▶ **GIVEN TASK**: Format the rows below as a JSON list of strings, one string per line with blank lines left out. Cover only the part that opens with the line containing "Annotate the image above for the object class black trousers." and closes with the line containing "[768,104,959,682]", both included.

▶ **DATA TO PROCESS**:
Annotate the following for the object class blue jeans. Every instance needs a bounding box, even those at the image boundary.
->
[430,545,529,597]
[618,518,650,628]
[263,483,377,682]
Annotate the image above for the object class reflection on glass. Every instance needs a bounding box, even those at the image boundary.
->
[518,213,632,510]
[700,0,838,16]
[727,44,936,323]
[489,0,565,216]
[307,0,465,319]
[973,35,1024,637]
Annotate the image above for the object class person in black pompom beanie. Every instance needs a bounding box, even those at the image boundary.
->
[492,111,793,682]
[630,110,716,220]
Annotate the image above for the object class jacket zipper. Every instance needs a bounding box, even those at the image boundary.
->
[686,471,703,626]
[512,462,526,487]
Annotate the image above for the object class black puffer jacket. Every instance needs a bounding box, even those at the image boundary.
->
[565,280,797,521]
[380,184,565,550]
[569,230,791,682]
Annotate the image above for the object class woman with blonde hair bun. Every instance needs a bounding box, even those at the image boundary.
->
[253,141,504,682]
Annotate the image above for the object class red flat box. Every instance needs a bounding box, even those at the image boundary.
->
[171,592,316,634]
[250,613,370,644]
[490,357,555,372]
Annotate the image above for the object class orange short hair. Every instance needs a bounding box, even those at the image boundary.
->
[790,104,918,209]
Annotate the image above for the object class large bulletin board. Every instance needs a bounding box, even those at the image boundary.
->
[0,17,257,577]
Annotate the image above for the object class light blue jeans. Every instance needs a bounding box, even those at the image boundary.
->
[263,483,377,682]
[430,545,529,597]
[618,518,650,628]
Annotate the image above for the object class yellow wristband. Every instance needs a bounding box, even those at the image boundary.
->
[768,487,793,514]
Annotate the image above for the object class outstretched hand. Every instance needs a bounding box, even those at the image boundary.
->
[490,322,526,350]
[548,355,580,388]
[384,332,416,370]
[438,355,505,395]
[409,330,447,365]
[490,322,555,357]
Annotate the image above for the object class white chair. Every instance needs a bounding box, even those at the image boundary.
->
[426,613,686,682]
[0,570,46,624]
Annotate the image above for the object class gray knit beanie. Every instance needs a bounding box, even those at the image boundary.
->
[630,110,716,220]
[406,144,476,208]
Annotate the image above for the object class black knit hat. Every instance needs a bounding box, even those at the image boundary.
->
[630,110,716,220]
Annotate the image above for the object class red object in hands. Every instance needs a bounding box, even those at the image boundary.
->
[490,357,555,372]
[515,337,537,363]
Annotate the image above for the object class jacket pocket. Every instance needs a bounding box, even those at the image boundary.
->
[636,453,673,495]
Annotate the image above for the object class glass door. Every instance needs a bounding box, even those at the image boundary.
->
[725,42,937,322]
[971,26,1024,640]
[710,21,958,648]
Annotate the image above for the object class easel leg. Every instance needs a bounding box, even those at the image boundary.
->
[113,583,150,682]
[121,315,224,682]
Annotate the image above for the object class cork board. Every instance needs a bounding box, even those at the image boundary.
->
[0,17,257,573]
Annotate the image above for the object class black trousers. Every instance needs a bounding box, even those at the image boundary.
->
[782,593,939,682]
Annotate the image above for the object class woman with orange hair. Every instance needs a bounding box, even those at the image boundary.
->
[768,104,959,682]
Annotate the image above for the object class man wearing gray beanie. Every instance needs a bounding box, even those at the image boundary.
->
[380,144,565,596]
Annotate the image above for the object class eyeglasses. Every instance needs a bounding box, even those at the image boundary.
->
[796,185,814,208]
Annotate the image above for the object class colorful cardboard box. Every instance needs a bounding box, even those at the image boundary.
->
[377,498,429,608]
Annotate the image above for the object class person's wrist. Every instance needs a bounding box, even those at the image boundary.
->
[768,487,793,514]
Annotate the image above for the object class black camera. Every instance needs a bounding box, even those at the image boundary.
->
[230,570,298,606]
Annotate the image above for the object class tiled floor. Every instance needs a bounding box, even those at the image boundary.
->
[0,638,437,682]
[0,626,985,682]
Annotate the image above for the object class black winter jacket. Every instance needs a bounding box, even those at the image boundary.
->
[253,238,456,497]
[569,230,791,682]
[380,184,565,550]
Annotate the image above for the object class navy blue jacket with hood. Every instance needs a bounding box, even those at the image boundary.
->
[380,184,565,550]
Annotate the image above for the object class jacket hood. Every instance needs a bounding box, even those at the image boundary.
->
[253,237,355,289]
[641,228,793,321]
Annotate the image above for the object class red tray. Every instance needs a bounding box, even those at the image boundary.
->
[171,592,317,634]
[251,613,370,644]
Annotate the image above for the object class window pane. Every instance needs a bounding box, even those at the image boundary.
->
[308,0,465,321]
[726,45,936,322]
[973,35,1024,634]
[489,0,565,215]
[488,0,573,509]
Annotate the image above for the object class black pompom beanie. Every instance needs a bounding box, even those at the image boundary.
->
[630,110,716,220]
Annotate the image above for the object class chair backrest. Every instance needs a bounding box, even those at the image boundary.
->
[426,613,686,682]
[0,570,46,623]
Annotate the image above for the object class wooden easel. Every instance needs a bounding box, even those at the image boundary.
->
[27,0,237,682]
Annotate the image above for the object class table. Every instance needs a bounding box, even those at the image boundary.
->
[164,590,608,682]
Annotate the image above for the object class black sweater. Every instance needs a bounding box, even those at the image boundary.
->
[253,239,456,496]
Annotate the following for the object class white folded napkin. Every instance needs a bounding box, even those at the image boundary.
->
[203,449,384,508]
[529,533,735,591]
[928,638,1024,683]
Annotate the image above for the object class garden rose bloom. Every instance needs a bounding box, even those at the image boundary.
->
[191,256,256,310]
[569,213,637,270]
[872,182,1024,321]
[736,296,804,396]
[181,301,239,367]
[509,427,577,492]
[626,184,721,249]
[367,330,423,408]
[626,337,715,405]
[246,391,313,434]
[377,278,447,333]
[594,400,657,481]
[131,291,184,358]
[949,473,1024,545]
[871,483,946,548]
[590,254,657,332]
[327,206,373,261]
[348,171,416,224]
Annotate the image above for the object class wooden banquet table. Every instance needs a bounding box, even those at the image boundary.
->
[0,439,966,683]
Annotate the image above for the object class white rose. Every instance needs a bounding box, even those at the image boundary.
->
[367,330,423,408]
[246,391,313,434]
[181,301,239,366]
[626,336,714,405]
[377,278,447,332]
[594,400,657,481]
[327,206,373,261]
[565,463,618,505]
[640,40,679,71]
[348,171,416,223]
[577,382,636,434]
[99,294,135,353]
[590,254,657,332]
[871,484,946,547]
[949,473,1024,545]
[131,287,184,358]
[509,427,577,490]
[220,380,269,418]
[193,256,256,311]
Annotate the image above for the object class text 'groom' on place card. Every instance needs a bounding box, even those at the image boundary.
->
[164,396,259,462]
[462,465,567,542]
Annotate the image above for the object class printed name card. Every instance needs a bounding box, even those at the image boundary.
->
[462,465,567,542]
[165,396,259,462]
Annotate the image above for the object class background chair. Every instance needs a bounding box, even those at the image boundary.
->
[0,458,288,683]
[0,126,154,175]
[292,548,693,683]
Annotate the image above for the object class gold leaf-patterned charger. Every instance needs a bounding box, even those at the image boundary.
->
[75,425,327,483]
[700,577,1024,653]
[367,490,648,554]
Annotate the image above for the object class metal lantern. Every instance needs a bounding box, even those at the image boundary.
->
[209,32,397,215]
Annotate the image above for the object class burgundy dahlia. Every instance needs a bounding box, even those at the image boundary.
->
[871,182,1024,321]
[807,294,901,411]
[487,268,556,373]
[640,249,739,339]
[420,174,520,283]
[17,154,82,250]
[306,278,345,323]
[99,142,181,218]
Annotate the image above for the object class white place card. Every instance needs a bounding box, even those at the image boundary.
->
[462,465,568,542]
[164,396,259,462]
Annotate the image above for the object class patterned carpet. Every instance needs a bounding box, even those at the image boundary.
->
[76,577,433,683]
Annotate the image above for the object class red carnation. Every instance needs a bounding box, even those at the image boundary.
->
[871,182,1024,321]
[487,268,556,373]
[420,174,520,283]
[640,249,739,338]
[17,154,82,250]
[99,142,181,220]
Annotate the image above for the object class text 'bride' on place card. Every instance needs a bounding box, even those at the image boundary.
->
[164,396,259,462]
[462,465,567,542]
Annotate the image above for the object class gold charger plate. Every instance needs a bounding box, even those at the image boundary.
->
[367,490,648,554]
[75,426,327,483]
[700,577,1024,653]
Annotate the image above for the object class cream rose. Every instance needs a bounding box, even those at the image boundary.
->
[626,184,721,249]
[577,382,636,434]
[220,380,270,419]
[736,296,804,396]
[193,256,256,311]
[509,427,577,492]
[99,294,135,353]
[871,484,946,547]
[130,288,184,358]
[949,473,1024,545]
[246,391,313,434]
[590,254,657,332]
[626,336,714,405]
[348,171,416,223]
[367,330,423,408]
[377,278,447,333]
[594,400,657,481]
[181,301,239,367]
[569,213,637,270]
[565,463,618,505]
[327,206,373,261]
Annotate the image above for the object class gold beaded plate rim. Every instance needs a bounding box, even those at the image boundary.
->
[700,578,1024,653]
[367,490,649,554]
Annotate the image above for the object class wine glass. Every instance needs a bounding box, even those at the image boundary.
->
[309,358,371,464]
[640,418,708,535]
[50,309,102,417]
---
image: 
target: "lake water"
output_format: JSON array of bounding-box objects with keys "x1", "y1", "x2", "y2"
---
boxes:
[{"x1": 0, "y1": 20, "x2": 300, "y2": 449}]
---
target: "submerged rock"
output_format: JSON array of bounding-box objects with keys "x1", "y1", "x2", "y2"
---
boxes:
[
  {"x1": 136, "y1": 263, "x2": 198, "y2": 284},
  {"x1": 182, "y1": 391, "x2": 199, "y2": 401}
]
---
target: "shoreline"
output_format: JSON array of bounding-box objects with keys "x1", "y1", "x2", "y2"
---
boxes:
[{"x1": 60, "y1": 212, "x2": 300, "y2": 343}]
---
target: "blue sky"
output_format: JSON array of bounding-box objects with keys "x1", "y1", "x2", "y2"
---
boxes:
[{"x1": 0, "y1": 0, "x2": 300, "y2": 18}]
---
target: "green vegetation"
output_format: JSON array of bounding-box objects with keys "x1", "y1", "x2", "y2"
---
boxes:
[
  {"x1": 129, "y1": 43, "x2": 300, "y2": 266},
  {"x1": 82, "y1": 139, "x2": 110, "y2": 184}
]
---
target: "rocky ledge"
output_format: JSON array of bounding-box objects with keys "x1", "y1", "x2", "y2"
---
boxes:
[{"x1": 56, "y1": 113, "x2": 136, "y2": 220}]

▶ **CORRECT ANSWER**:
[
  "Annotate the image above for the object class black trousers. Every instance needs a bounding box, even those at the image boundary.",
  "->",
  "[782,593,939,682]",
  "Annotate the image above for the object class woman with orange hair. Every instance needs a bounding box, even those at the image boundary.",
  "->",
  "[768,104,959,682]"
]